┌──

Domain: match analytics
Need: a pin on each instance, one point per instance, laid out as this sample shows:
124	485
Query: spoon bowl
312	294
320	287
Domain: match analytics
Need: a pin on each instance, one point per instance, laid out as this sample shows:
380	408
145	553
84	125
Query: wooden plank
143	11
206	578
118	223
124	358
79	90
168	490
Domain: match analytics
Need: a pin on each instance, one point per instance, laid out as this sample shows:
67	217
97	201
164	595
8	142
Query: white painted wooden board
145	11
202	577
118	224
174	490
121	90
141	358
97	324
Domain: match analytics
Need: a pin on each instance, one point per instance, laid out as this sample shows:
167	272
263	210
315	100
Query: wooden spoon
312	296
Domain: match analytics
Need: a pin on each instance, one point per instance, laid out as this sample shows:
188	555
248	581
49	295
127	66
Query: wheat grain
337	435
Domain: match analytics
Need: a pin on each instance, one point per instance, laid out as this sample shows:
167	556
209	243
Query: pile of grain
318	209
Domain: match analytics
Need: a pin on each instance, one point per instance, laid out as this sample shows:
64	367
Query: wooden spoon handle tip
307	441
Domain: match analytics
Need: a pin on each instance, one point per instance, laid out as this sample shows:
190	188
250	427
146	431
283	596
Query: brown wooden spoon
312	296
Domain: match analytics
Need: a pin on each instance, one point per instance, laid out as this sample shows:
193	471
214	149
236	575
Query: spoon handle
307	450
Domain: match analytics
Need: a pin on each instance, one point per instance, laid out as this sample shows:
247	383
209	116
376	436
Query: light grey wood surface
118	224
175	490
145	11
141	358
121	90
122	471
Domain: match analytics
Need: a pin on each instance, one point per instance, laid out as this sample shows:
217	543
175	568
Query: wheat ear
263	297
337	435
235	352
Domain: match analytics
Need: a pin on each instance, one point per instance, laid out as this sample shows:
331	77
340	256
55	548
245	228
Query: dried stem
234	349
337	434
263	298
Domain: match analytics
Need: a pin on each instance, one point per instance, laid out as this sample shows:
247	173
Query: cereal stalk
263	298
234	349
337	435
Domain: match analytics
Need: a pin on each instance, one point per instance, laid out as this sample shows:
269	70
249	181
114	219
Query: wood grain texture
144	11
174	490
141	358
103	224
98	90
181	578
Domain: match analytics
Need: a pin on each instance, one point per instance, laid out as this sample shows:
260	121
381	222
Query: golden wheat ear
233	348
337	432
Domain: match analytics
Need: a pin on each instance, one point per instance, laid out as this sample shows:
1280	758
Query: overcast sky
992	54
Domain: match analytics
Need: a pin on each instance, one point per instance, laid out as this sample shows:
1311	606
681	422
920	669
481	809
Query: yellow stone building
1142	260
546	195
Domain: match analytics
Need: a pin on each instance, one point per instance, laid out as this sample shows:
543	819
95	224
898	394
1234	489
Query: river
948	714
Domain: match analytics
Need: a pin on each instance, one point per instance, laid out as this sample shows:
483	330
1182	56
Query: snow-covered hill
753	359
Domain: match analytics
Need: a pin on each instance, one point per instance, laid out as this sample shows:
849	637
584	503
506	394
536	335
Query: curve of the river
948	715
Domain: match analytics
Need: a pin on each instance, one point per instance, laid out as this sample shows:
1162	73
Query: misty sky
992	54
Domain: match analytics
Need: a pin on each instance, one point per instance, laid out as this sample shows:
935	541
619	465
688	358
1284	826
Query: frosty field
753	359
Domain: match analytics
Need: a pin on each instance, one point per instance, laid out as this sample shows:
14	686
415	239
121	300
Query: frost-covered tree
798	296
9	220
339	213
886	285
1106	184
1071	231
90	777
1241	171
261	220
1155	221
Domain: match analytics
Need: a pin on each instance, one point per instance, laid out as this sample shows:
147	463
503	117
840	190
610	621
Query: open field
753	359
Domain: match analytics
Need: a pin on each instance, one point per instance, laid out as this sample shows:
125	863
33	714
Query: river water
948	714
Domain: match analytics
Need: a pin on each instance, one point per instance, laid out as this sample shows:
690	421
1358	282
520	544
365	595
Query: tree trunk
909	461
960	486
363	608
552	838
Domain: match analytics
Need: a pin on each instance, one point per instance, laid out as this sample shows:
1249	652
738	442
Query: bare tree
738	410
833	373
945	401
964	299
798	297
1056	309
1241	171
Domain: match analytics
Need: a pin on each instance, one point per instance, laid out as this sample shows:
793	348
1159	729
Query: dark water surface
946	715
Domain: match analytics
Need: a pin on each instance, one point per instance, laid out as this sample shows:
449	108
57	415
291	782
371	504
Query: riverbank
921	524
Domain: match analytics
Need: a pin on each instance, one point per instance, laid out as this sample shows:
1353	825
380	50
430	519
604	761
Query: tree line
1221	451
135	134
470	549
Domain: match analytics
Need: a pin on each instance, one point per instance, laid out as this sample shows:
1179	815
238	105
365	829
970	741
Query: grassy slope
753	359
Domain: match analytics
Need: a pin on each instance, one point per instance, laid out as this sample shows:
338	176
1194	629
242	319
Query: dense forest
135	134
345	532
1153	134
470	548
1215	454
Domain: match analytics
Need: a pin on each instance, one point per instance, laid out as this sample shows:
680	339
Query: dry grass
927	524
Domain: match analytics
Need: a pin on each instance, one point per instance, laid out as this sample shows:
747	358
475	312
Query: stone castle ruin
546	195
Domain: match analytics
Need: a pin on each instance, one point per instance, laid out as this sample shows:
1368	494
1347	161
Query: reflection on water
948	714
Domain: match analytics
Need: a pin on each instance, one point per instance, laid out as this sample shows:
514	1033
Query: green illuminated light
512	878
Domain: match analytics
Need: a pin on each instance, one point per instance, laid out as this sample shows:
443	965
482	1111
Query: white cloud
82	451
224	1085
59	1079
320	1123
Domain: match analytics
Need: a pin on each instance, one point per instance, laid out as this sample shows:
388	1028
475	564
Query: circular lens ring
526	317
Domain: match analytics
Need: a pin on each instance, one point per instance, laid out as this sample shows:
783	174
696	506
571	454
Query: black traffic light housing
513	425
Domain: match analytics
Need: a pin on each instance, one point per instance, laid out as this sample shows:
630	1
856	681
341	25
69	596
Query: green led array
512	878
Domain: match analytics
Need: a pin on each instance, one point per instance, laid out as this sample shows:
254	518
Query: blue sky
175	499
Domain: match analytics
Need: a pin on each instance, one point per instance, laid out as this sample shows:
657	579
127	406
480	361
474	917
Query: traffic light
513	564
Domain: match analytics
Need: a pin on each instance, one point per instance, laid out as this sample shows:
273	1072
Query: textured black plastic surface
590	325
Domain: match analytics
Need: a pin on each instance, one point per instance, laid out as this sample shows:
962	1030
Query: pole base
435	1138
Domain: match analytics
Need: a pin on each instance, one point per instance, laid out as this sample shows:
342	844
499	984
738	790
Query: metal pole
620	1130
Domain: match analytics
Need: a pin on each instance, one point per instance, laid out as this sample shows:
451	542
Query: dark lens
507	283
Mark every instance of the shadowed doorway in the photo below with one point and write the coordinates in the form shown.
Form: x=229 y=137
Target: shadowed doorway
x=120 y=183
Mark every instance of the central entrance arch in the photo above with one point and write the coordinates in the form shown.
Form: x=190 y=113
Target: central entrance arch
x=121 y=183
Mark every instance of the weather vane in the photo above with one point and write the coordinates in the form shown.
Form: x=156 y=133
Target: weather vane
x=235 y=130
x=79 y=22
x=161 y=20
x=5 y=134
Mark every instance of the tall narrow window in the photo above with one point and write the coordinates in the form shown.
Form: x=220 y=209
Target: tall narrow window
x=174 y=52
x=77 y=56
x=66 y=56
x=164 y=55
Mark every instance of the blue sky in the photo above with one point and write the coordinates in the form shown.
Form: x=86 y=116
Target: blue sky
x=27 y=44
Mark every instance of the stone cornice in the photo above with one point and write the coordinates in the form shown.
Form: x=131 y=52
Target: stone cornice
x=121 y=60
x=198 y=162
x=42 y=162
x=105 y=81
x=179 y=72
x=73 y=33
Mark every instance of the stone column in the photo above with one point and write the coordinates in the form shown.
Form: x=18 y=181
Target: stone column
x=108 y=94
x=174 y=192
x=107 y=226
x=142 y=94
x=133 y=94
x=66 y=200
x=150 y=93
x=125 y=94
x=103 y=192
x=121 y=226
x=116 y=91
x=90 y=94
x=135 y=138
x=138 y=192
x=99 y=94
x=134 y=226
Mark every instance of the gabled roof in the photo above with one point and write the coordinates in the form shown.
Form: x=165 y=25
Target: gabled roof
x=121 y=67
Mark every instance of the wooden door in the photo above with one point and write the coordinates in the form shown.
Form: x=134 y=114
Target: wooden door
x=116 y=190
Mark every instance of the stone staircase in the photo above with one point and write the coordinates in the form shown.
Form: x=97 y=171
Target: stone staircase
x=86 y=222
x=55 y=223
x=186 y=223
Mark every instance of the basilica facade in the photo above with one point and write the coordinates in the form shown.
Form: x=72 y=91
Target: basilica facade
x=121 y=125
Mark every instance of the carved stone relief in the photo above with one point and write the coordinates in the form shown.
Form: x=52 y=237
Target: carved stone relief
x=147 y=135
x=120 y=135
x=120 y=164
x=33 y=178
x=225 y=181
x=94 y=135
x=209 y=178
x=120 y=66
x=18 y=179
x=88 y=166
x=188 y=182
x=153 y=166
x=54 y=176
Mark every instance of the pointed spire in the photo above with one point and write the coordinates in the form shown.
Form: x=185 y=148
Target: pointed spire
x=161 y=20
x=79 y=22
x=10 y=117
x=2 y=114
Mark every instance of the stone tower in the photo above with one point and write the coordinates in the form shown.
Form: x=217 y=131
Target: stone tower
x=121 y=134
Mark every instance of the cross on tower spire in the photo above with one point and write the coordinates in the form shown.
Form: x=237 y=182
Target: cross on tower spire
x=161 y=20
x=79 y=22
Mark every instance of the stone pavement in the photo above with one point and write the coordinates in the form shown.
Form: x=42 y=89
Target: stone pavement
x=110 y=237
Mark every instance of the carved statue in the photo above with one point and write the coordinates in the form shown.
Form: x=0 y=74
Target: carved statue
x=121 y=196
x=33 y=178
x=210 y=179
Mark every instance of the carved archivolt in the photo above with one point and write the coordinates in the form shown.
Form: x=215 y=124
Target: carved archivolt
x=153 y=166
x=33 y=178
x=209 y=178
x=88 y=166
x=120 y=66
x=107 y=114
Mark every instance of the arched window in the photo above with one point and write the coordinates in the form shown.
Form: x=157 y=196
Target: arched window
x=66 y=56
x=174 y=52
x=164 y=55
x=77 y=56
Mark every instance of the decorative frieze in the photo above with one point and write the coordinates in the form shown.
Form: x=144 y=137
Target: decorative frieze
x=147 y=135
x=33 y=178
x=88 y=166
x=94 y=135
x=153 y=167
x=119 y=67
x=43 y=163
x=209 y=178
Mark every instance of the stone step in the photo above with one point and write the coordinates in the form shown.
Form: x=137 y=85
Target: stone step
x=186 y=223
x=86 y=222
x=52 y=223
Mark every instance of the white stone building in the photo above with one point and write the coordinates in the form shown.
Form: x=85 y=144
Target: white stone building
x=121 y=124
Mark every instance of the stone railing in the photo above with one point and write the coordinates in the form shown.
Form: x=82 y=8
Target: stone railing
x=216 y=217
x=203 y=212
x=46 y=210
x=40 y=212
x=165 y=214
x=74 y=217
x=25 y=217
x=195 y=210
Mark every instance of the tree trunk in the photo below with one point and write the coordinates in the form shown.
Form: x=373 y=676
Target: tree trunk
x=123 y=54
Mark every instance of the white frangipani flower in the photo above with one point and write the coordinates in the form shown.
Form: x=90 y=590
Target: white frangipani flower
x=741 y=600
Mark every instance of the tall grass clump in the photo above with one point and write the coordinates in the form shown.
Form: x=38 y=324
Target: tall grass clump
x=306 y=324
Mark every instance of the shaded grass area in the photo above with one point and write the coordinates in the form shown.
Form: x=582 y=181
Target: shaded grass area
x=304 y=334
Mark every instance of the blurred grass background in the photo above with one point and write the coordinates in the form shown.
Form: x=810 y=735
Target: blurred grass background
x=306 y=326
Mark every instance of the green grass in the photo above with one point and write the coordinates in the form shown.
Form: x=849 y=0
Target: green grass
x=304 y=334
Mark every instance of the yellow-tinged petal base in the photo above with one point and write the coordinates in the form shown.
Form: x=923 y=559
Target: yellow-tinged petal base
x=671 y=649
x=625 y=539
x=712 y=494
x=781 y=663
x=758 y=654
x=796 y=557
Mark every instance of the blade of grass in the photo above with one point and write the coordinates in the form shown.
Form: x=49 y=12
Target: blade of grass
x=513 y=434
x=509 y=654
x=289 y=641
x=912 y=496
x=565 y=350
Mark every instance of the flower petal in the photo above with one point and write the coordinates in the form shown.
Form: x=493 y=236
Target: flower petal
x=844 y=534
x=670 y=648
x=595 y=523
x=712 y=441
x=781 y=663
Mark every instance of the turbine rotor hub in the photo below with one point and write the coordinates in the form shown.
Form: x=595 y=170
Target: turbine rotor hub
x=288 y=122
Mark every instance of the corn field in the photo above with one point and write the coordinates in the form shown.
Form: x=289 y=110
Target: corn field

└──

» **Task**: Your answer should be all lines from the data that contain "below".

» **Solution for this task**:
Mark every instance of the shadowed doorway in the photo below with one point and write the coordinates in the form shown.
Mark every instance of the tree trunk in the photo below with one point and write the coordinates in the form shown.
Mark every instance of the turbine rotor hub in the photo below with one point and write the coordinates in the form shown.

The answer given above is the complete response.